- ПРЕДОСТАВЛЕННЫЙ ОТРЫВОК -
· · · · · · ·
В
«Редакционный портфель» Текст получен редакцией 13
марта 2004 г.
Злата
Зарецкая, Израиль
«Последний
день Содома», Театр «Галилея»
Итоги
трилогии Марка Азова и Зигмунда Белевича
Надо видеть человека
в черноте.
З. Белевич
Кто строит Храм, имя которому спектакль? Кто преодолевает тлен прошлого и открывает новое, кто истинный избавитель и спаситель, кто строитель и «Мошиах» в Театре?
Автор, пишущий текст, где каждое слово ценно, как золото? Режиссер, оживляющий мертвые буквы, наполняя их оригинальными человеческими конструкциями ? Актер, вытягивающий истину из жил своих души и тела? Зритель, прозревающий в чужих намеках не быт, но бытие ближних и доигрывающий недосказанное силой воображения? Художник, дающий содержанию свои визуальный сценографический шифр?
Кто может сказать, кто же он – первый, центральный?… Вероятно все-таки главный - Создатель, диктующий своим подопечным законы творчества. И только тот, кто им подчиняется, растворяя себя в страсти созидания, тот и выигрывает, приравниваясь временами к Самому Творцу.
В рассказе М. Азова «И обрушатся горы» по этому поводу есть ключевой диалог между автором и Б-гом, который тоже называет себя «Драматургом»: «Вот и давай поговорим как Драматург с драматургом… Наше творение еще надо в жизнь воплотить.
И кто это должен сделать? Другие люди. Артисты….И режиссер еще заорет: «Не верю!» …А надо, чтоб поверили!
Даже в сказке должна быть логика жизни. …А иначе какой же ты создатель, если создал нечто нежизненное…
Если верить пророку сверхзадача кровавой драмы, чтобы в конце вызвали автора….
· · · · · · ·
- ЗАДАНИЯ ДЛЯ ВЫПОЛНЕНИЯ -
- 1) Ответьте на вопросы по статье о спектакле «Последний день Содома»:
(a) Какого числа редакция получила статью?
(b) В каком театре поставлен спектакль?
(c) Каким словом называет себя Б-г в рассказе М. Азова «И обрушатся горы»?
- 2) Приведите продолжение статьи о спектакле «Последний день Содома», начиная сразу после последней фразы отрывка.
Приведённые далее строки никак не связаны со статьёй.

(Записи с разметкой позиций)
· · · · · · ·
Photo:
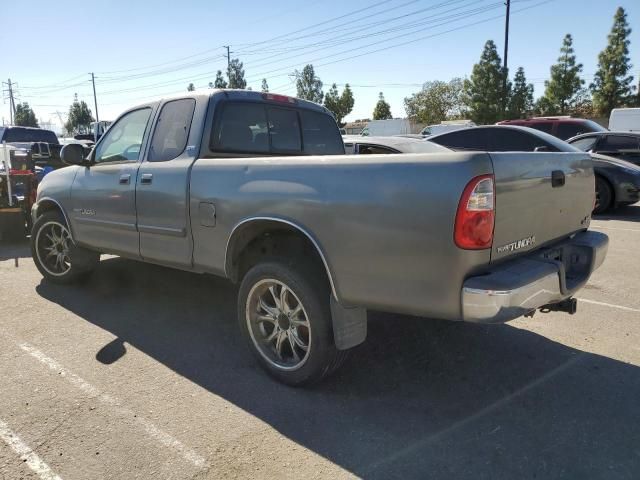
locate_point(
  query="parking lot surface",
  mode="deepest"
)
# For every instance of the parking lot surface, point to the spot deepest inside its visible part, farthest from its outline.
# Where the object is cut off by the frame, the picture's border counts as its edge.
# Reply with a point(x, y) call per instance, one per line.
point(141, 373)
· · · · · · ·
- ОТВЕТЫ ПО ПОРЯДКУ -
- 1)
(a) 13 марта 2004 г.
(b) В театре «Галилея».
(c) «Драматургом».

- 2)
Но неужели он стравливает народы…ради кровавой победы добра над злом?! Как говорится, такая борьба за мир, что камня на камне не останется…
Ты что, не знаешь режиссеров? Они так перекрутят пьесу, что сам себя не узнаешь?
Режиссер тоже служитель культа, только не моего, а своего….»
Этот фантастический диалог автора с Б-гом невольно вспоминался на премьере в театре Галилея «Последний День Содома». События из Танаха, на которых он основан – часть глобальной общечеловеческой драмы, развивающейся по сценарию Создателя до сих пор… И представили ее в Нацрат-Илите парадоксально двойственно…
На сцене фашиствующий городочек, занятый собственным самоудовлетворением, как принципом жизни, напоминающий по военным формам, предопределенным – «шахматным» жестам и холоду взгляда на неизвестных – любой современный цивилизованный социум. Эгоизм, возведенный в культ и реализующийся в апологии свободного секса, представлен тут же колоссом фаллоса, у подножия которого цветы и фрукты – символы преклонения перед властью низменных начал… На его фоне разворачиваются акробатические сцены однополой любви под аккомпанемент открытого взору фортепьяно. Обнаженность замысла, его «концертность» провоцировали зрителя на диалог. С самого начала зал приглашали в сомыслители…
Откровенные жесты «стреляли» в публику ибо узнаваемость сверх свободных безцензурных любовных картин, со всех сторон демонстрирующихся по ТВ и Интернету, даже не требовала напряжения исторической памяти. В подтверждение зеркальности происходящих на сцене событий звучали речи властителей Содома
Я верю, где-то в двадцать первом веке
Наш опыт переймут, воспримут с интересом
И назовут культурой и прогрессом!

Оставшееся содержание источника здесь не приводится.